** TASKS **
1. Can you output the passage of the forum thread about the Cruze noise from "I listened to" to "I have now.", word for word?
2. Does each statement agree with the forum thread about the Cruze noise? For each, answer yes or no and quote the words that settle it.
(a) Turning on the AC makes the sound stop.
(b) The writer has already had the first service done.
(c) R1XSTA listened to two other Cruzes with the 1.4T engine.

** EXTRACT **
I did as you told me, to turn on the AC while the noise is going, and it seems like the sound stops. As soon as I turn off the AC, the noise comes back. When I simply leave the air turned on (no AC), the grinding is still there.

I have uploaded three videos to youtube, as I had no other way to make sure you get the videos. Please hear all of them, you may need headphone to help hear well.

Also, I am soon due for my first service (oil change), and frankly I do not want to pay to get the service done, when there are still other issues happening. I was hoping that if the time comes that my first service arrives before the engineer can look at my car, that GM covers the cost of that service. I feel it is only fair, as I have to deal with the problem on the daily as I patiently wait for GM to respond.

I greatly appreciate everything you are doing with in your reach. I have attached the links below to the videos and hopefully this shines some light on the issue.

















Anxiously waiting,

Mai _

Dale, 

It was hard for me to get how loud the noise actually was in my car, but as soon as I dropped it off, they called and said, "oh we definitely hear the noise". 
I purchased my car at Jimmie Johnson of Kearny Mesa CA. 

I hope all of this information helps you, I know it is annoying.


----------



## R1XSTA (Aug 30, 2011)

I think i had a similar noise, Took it to holden. They took me Injectors/Injector Pump.

I listened to 3 other Cruze's with the 1.4T engine, all made the same noise. Made no other thought about it.


----------



## 619CRUZN (Jul 18, 2011)

listen at 3, 14, 18, 24, 27 seconds. This is what I have now.


----------



## Dale_K (Jul 16, 2011)

Saved entries:
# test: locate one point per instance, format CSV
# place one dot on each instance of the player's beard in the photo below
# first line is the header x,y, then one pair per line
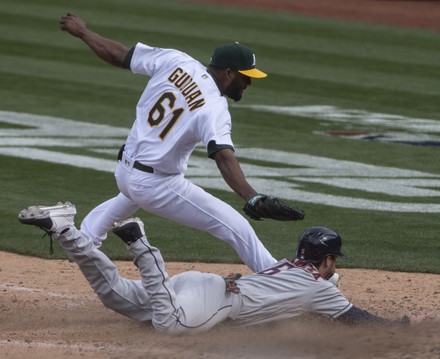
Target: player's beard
x,y
234,91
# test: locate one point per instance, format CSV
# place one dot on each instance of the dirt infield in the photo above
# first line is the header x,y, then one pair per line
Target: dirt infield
x,y
47,309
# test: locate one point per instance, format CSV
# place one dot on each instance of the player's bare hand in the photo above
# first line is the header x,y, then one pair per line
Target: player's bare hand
x,y
72,24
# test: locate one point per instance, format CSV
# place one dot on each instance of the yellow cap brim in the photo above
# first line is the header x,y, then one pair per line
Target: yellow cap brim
x,y
254,73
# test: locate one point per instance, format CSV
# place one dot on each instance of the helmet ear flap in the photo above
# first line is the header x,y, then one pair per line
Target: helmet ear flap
x,y
317,243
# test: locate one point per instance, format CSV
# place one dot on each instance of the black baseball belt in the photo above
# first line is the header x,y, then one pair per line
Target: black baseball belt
x,y
139,166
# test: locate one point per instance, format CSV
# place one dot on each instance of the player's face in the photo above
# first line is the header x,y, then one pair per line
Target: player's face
x,y
238,84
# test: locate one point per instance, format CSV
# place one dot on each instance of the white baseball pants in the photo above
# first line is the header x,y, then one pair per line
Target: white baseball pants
x,y
178,199
188,302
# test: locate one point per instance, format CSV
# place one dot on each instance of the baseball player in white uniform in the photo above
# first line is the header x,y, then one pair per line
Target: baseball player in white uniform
x,y
184,103
194,301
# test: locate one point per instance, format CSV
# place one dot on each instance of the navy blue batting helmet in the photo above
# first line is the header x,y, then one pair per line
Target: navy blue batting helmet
x,y
317,243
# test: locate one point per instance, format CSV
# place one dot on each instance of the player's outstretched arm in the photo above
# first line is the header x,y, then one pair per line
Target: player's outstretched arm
x,y
108,50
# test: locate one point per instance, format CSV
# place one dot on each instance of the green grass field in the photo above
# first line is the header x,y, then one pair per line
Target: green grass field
x,y
357,78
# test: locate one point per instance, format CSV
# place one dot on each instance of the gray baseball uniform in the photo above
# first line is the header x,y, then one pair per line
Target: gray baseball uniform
x,y
194,301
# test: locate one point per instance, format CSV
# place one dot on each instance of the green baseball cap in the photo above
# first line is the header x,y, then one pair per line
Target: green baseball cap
x,y
236,57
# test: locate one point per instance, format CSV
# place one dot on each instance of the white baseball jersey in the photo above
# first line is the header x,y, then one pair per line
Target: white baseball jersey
x,y
180,107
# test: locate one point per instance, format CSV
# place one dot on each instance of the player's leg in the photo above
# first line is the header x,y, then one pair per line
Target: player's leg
x,y
180,200
124,296
189,302
101,219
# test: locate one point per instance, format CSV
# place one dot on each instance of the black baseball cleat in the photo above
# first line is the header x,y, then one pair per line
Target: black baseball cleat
x,y
129,230
49,218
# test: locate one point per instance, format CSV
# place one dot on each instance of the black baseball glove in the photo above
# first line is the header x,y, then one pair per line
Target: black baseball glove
x,y
263,206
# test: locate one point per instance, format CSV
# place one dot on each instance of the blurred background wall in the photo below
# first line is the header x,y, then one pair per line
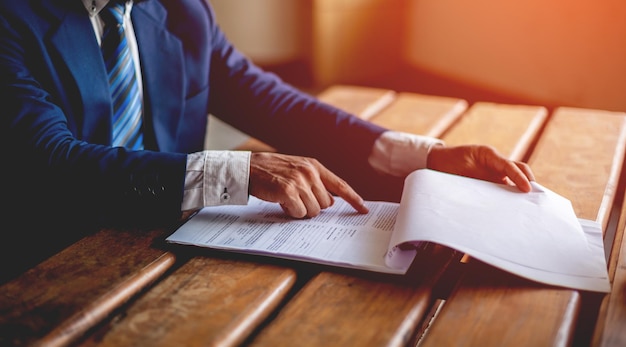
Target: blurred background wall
x,y
550,53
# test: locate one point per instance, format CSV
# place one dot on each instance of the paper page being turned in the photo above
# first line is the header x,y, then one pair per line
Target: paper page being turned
x,y
534,235
338,236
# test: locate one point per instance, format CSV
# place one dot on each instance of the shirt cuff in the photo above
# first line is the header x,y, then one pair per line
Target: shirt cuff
x,y
216,178
398,154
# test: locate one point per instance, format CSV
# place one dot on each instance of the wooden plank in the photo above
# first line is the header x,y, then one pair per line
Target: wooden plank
x,y
421,114
363,102
582,158
494,123
577,156
609,329
64,296
209,301
356,309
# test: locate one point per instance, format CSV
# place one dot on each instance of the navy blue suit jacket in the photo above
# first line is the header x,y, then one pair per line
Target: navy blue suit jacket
x,y
60,173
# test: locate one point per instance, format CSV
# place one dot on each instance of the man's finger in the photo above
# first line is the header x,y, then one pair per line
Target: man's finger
x,y
342,189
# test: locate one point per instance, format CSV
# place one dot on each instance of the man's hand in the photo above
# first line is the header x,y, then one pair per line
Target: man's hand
x,y
300,185
482,162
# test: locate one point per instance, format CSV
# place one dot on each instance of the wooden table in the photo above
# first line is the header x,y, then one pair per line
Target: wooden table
x,y
126,288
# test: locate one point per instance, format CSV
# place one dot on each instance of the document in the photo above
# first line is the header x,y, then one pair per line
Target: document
x,y
534,235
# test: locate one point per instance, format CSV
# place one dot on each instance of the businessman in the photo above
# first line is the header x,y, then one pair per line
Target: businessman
x,y
104,113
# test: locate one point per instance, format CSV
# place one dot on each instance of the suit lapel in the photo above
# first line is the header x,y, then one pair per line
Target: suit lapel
x,y
161,58
75,42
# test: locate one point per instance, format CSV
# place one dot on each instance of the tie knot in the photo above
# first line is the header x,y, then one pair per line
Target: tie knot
x,y
113,13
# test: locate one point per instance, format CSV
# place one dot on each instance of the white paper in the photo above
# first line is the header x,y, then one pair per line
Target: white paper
x,y
535,235
338,236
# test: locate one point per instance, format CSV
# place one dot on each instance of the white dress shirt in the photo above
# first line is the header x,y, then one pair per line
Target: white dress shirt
x,y
208,172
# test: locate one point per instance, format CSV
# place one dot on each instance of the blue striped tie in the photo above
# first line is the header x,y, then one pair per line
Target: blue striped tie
x,y
127,108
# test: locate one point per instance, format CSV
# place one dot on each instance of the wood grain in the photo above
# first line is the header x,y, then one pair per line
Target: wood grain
x,y
578,155
209,301
60,299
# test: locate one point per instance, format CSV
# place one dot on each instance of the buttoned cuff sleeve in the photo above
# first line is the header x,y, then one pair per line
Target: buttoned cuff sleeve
x,y
398,154
216,178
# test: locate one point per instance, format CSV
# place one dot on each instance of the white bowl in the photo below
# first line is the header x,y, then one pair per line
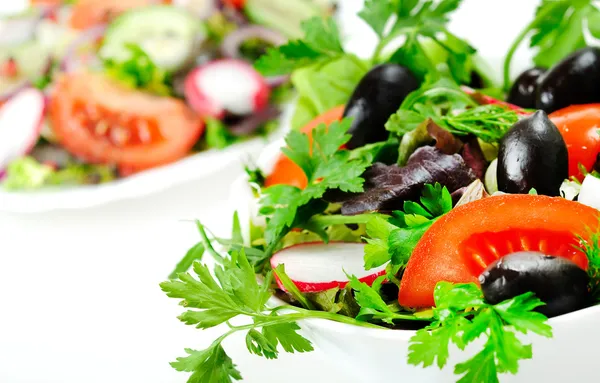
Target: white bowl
x,y
381,355
151,181
375,355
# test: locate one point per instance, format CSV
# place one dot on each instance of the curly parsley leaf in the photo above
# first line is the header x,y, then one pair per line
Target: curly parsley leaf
x,y
207,366
395,239
591,248
372,305
377,13
234,292
462,316
138,71
560,27
325,167
321,42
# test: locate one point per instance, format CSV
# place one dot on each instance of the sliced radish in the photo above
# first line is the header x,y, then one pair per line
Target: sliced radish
x,y
21,120
316,267
226,86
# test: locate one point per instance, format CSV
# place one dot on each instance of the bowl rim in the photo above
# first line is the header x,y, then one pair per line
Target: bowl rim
x,y
265,162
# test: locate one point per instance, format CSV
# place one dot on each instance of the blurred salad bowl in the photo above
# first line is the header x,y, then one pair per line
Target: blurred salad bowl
x,y
92,110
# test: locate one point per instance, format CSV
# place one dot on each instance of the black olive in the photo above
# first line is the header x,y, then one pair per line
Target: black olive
x,y
377,96
556,281
533,155
572,81
524,91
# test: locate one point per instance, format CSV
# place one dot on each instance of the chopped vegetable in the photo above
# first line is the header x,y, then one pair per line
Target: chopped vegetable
x,y
226,86
21,120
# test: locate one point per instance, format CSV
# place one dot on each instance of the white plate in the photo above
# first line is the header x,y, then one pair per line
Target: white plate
x,y
194,167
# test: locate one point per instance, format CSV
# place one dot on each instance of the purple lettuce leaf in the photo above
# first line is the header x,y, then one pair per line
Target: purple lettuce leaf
x,y
387,187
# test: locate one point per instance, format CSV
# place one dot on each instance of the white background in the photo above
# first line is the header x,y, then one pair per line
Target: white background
x,y
79,295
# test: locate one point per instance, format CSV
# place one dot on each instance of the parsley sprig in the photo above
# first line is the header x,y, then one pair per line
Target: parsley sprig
x,y
559,28
591,248
326,167
416,20
235,293
138,71
462,316
321,43
393,240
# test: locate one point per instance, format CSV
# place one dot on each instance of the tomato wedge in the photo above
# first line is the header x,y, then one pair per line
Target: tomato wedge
x,y
461,244
103,122
580,127
89,13
286,172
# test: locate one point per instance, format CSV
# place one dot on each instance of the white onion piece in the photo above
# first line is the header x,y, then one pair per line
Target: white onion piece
x,y
20,124
590,192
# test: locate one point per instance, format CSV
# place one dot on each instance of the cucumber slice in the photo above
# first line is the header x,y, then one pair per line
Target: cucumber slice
x,y
283,16
167,34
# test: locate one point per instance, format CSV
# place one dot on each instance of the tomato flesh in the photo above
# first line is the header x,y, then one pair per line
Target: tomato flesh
x,y
580,128
286,172
100,121
461,244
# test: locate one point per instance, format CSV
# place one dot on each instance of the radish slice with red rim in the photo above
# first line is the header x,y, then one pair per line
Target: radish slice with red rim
x,y
20,124
226,86
316,267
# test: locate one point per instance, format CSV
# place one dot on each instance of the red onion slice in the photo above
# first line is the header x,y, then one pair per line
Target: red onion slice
x,y
70,61
232,43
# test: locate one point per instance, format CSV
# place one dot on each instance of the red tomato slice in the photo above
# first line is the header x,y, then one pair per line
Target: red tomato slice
x,y
238,4
580,127
89,13
461,244
101,121
286,172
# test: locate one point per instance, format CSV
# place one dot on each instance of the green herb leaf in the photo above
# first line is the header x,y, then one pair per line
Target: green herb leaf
x,y
286,335
377,13
195,253
326,168
291,287
210,365
372,306
591,248
462,316
138,71
26,173
321,42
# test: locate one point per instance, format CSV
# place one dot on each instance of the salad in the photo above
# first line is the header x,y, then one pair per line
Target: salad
x,y
414,200
94,90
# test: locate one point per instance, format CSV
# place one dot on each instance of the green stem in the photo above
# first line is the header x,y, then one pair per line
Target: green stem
x,y
384,42
330,220
545,12
207,244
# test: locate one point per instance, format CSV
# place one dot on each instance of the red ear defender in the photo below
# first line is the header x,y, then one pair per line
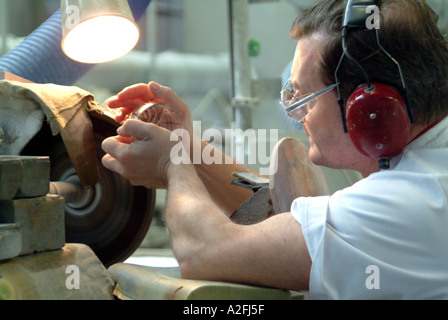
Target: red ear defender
x,y
377,122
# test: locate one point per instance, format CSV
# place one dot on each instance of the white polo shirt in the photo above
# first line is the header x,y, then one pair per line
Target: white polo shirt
x,y
385,237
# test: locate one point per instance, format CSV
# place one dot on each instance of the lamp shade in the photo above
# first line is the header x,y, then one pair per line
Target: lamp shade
x,y
95,31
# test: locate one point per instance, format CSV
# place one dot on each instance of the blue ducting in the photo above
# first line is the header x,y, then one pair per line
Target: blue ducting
x,y
39,57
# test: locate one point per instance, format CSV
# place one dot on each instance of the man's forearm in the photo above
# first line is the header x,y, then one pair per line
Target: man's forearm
x,y
192,218
217,178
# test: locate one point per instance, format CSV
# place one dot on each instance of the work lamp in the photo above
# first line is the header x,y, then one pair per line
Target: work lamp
x,y
96,31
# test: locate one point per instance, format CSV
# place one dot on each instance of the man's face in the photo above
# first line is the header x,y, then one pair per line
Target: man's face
x,y
329,145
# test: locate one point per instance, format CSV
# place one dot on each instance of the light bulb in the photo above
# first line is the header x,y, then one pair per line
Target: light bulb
x,y
100,39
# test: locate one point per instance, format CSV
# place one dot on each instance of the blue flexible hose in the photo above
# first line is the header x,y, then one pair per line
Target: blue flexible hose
x,y
39,57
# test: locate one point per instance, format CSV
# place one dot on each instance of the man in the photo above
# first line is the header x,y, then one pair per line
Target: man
x,y
384,237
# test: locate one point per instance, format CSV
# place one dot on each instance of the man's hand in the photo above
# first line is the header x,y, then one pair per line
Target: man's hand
x,y
140,153
137,95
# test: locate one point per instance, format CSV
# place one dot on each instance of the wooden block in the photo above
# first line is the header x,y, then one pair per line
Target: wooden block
x,y
147,283
24,177
71,273
10,241
41,222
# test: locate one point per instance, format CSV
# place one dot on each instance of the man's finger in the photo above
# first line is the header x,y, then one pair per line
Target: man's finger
x,y
165,94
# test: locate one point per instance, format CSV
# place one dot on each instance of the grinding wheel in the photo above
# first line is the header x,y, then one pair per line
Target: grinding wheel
x,y
113,217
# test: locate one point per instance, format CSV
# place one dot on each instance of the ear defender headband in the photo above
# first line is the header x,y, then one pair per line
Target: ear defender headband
x,y
377,117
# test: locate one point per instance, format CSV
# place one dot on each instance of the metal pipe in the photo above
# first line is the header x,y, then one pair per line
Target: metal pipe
x,y
240,62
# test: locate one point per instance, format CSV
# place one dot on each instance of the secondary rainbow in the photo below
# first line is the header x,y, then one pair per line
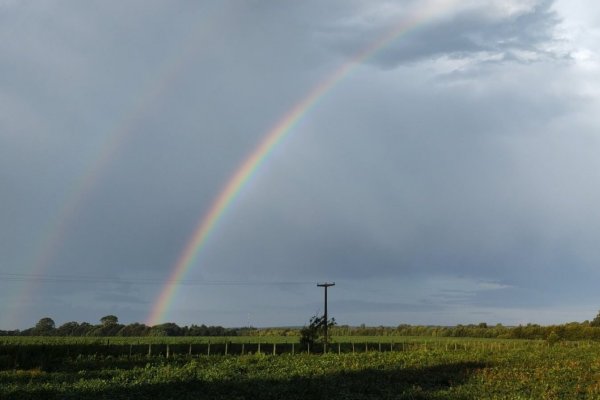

** ANSWERS GIVEN **
1.
I listened to 3 other Cruze's with the 1.4T engine, all made the same noise. Made no other thought about it.


----------



## 619CRUZN (Jul 18, 2011)

listen at 3, 14, 18, 24, 27 seconds. This is what I have now.

2.
(a) Yes: "turn on the AC while the noise is going, and it seems like the sound stops."
(b) No: "I am soon due for my first service (oil change)"
(c) No: "I listened to 3 other Cruze's with the 1.4T engine"